*What to produce*: Write out the records below again, substituting "one dot" for every "a single dot" and leaving all other text as it stands.

========================

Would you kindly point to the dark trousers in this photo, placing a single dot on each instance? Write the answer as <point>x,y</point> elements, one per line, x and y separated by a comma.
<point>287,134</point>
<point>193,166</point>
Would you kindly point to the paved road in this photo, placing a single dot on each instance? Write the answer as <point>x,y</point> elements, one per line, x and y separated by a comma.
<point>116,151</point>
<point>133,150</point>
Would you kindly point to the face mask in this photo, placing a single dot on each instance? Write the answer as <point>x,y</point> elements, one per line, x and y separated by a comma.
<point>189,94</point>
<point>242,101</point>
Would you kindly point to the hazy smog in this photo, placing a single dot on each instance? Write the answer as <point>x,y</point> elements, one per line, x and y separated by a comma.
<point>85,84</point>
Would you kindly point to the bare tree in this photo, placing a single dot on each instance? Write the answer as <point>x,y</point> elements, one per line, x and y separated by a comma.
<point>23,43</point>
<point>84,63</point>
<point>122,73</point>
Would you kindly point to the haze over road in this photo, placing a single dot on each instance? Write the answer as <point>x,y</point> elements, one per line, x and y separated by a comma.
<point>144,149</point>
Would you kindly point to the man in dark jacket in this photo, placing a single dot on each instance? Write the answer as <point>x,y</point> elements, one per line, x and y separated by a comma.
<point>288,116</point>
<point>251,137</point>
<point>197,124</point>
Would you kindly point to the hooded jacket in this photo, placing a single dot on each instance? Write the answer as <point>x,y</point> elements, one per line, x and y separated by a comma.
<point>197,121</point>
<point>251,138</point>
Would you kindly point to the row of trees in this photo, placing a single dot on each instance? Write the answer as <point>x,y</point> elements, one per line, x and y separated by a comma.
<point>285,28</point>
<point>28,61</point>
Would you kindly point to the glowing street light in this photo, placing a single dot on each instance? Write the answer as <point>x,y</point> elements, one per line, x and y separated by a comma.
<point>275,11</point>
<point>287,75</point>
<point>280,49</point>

========================

*Written response*:
Would you kindly point to the dark trousers in this photo, placing one dot on each instance? Write the answer as <point>x,y</point> elements, one per line, x and y separated by a comma.
<point>287,134</point>
<point>193,166</point>
Would you kindly point to the paved road in this photo, placing one dot on each instance? Write the answer as <point>x,y</point> elements, one per line, x and y separated by a comma.
<point>116,151</point>
<point>133,150</point>
Would you kindly point to the face mask in this photo, placing one dot on each instance? Write the answer as <point>x,y</point> elements, one per line, x and y separated by a comma.
<point>189,94</point>
<point>242,101</point>
Would you kindly point to the hazy smog in this photo, placing one dot on each instance? Write the answer as <point>x,y</point> elements, one per line, x and y separated by a comma.
<point>85,84</point>
Would you kindly point to the bare tree in this photo, placing one dot on each instance? Write the answer as <point>x,y</point> elements, one per line, x and y separated by a comma.
<point>23,43</point>
<point>84,63</point>
<point>122,73</point>
Would you kindly point to the haze over road in this photo, placing one dot on each instance? Write the answer as <point>x,y</point> elements, one per line, x and y separated by a comma.
<point>144,149</point>
Would you kindly point to the man in dark jacket in this photo, placing one dot on each instance? Write the answer as <point>x,y</point> elements, one per line, x and y separated by a comma.
<point>288,116</point>
<point>251,137</point>
<point>197,124</point>
Would you kindly point to the hooded jacket in this photo, placing one dot on each instance? Write the answer as <point>x,y</point> elements, one per line, x and y separated by a comma.
<point>197,121</point>
<point>251,138</point>
Would you kindly point to the row of trees in this photo, placing one dot on each instance? Write the answer as <point>x,y</point> elements, one per line, x and y separated by a comma.
<point>285,28</point>
<point>28,61</point>
Would you kindly point to the glowing street light in this photo, placing one dot on each instance? Write the answer as <point>x,y</point> elements, one per line, x and y separated by a comma.
<point>275,11</point>
<point>287,75</point>
<point>280,49</point>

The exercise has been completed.